### Natural-language object grounding data
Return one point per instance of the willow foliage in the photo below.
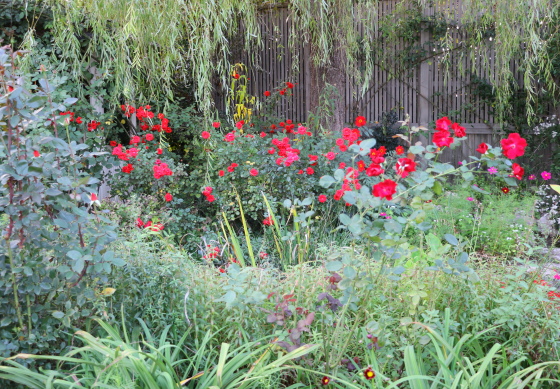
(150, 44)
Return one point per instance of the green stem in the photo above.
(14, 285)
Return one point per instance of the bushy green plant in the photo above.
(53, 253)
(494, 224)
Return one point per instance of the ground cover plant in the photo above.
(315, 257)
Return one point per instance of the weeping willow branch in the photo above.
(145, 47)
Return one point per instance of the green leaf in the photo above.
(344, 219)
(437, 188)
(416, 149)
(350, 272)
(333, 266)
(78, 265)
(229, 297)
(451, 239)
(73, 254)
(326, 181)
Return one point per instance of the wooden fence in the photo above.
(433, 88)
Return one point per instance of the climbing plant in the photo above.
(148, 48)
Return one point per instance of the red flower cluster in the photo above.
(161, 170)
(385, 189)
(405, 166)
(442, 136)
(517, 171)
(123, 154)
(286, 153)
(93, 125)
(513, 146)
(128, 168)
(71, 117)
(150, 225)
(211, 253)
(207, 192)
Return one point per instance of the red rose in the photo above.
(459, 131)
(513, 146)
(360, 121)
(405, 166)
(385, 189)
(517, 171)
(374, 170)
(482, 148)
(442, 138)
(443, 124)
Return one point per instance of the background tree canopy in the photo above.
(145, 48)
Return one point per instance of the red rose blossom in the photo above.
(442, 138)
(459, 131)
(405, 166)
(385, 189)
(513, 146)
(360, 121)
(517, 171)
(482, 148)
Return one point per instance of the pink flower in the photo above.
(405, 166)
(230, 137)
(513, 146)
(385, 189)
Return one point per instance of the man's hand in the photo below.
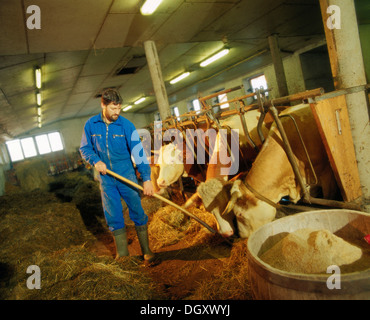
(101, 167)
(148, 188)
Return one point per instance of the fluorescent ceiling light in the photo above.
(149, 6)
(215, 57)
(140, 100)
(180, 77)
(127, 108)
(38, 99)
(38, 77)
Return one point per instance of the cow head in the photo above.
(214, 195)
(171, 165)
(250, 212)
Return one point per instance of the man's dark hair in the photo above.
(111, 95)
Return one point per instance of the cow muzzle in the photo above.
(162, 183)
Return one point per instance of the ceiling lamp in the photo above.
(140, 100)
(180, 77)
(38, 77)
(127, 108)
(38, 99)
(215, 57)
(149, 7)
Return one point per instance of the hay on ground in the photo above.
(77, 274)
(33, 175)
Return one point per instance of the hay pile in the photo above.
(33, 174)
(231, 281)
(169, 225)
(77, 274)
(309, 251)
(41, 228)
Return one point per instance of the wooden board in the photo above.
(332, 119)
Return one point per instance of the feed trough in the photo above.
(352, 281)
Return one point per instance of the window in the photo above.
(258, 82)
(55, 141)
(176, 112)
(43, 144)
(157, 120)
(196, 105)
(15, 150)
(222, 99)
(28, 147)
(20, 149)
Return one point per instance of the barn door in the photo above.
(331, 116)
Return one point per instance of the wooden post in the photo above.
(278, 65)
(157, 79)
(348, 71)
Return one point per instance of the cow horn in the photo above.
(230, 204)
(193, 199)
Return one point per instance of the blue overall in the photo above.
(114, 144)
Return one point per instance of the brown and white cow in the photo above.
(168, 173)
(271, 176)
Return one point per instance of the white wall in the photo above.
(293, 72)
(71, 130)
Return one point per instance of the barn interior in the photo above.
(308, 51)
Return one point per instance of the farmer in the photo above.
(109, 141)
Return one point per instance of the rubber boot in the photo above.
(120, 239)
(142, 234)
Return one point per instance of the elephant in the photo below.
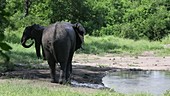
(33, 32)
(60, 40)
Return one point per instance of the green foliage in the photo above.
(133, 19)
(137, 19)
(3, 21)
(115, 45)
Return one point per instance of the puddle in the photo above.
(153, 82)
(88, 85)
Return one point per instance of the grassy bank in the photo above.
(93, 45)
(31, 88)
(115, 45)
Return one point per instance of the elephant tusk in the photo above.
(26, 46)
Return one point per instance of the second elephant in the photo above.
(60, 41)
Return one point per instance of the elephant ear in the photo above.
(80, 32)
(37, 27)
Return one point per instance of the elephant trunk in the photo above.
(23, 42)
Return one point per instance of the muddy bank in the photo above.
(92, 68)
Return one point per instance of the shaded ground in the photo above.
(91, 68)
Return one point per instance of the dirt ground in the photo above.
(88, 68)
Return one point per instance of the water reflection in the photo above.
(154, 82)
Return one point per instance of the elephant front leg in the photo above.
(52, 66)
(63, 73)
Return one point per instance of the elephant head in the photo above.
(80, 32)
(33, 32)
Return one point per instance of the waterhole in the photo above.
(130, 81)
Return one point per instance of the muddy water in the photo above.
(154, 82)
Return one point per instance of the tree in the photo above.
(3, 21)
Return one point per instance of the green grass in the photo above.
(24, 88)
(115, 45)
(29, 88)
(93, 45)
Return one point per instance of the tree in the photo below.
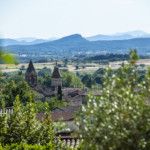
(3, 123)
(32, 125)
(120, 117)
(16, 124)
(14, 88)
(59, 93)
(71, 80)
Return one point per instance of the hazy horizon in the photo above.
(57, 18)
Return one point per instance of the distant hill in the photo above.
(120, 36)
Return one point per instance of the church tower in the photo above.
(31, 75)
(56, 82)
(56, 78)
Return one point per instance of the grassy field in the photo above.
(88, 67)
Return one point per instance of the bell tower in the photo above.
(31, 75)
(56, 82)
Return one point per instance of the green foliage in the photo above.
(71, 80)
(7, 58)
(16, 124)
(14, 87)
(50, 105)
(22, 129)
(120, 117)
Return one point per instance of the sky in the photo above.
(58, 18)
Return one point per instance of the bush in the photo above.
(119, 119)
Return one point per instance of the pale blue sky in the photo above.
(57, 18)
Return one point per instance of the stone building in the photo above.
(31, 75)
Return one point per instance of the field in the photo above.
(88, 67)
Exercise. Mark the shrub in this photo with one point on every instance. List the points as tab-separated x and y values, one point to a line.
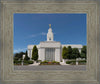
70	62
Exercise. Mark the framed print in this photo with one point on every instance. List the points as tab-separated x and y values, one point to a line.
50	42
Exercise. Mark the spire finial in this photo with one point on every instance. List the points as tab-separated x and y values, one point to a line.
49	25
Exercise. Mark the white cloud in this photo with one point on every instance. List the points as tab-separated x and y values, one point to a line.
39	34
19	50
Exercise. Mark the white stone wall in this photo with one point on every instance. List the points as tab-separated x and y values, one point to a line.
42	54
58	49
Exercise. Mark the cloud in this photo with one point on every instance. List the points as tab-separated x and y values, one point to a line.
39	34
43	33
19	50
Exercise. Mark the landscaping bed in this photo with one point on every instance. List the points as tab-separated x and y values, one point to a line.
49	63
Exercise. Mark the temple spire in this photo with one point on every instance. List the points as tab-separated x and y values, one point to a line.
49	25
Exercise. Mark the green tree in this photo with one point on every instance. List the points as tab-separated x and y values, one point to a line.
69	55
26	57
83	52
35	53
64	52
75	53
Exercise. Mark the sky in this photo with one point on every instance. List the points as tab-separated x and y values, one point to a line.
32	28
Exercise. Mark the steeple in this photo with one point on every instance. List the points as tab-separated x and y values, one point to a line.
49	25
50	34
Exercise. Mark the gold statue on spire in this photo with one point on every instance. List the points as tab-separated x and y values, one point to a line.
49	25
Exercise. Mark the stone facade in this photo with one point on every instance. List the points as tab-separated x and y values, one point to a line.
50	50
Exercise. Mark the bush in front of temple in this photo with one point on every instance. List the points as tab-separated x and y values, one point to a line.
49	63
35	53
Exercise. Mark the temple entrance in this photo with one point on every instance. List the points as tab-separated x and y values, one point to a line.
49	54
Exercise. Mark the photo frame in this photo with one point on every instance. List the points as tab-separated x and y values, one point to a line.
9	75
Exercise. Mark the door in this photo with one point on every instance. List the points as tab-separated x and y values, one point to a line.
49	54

---

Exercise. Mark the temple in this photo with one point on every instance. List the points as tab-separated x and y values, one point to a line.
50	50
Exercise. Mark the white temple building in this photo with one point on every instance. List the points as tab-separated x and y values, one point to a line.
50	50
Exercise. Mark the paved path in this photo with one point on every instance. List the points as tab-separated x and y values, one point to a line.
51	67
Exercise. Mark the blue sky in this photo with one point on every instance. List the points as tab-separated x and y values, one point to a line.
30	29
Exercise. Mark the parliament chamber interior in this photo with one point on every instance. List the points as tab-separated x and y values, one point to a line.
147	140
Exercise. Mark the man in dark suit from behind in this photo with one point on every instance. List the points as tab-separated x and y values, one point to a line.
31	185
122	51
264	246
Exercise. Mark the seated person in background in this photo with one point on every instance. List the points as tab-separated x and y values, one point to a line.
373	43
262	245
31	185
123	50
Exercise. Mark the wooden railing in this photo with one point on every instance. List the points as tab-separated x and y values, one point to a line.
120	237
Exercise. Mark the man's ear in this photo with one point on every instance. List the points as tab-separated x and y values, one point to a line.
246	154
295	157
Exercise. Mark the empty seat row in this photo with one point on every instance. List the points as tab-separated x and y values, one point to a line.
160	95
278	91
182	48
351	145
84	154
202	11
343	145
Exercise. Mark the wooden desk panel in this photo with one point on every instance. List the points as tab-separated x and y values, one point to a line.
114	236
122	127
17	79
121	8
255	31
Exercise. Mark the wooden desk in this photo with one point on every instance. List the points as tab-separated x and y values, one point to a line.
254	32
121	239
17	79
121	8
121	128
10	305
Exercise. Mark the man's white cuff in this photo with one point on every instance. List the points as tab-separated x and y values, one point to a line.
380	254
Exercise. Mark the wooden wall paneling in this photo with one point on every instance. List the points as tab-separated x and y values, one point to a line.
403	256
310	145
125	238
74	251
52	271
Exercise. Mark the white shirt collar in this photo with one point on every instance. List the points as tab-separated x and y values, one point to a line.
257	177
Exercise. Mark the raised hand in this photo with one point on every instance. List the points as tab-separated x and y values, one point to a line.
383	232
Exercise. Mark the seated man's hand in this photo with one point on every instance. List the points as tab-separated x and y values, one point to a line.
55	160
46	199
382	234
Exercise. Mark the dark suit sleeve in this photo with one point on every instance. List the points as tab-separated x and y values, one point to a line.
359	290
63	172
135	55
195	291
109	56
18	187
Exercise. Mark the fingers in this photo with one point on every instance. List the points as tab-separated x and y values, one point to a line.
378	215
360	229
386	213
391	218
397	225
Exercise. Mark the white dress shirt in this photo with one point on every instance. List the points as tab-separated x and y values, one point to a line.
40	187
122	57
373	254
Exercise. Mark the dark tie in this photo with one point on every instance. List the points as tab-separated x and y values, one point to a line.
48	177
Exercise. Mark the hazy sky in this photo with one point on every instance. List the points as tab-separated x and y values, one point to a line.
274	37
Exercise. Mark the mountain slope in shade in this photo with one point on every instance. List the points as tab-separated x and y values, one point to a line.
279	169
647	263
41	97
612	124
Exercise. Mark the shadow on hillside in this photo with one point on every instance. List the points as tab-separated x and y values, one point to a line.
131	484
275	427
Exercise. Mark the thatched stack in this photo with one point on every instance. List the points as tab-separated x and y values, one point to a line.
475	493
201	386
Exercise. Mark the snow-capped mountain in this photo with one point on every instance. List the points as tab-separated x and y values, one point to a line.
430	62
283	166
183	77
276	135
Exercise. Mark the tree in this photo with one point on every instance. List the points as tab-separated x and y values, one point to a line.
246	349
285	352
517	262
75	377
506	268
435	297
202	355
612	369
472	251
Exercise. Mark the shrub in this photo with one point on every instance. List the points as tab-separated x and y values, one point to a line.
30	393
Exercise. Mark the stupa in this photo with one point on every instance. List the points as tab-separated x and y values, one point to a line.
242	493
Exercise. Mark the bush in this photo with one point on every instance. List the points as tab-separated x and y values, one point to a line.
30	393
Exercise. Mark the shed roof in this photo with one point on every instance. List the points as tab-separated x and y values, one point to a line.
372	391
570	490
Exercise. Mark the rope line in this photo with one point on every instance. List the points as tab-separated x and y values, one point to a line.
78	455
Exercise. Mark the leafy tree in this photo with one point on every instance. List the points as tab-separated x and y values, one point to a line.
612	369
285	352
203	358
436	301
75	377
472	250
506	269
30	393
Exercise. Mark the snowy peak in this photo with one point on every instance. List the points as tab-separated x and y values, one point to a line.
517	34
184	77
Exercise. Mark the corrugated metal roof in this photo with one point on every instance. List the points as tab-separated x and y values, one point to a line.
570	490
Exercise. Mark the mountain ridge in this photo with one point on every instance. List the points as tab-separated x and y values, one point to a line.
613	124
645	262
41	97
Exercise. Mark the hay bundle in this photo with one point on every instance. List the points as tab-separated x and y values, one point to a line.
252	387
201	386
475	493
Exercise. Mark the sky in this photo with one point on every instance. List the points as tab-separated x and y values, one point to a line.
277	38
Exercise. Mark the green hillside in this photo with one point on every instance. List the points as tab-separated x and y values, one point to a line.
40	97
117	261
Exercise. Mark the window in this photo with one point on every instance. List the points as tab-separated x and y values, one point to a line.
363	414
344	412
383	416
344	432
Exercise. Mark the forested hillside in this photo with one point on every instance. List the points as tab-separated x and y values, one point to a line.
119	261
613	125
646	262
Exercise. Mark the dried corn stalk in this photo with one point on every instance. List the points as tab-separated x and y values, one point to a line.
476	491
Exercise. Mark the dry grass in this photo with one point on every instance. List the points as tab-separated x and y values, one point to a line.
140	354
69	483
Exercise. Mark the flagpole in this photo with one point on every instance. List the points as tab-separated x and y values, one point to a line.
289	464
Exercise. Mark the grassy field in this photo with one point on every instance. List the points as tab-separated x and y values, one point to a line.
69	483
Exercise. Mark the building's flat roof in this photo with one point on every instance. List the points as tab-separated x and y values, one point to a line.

### TO DO
Beginning with the line above that contains "Exercise. Mark the green hillside", copy each line exactly up to and including the line that contains "Exercise. Mark the building's", and go no further.

### REPLY TO THE TASK
Exercise. Mark the green hillside in this photo with one point on every instance. List the points as tab-separated x and y values, one point to a line.
40	97
117	261
Exercise. Mark the window in this photo with one point on every instance. List the points as tab-separated x and y values, one point to a line.
363	414
344	412
383	416
344	432
Exercise. Mark the forested hillside in this photo with one point on every instance. List the points as tab-separated x and y values, one point to a line.
119	261
613	125
646	262
Exercise. Mark the dried corn stalk in this photo with one point on every instance. List the points as tab-separated x and y values, one point to a line.
476	491
Exercise. Mark the dry grass in this photo with one point on every instance. List the points as tab-separated x and y values, one point to a line.
140	354
69	483
Exercise. Mark the flagpole in this photo with one point on every instance. List the points as tab-separated x and y values, one point to a line.
289	464
Exercise. Mark the grassy field in this photo with one point on every instance. List the points as tab-separated x and y values, one point to a line.
69	483
Exercise. Mark the building's flat roof in this photo with one point on every instance. List the points as tab-separated x and y values, one point to a line.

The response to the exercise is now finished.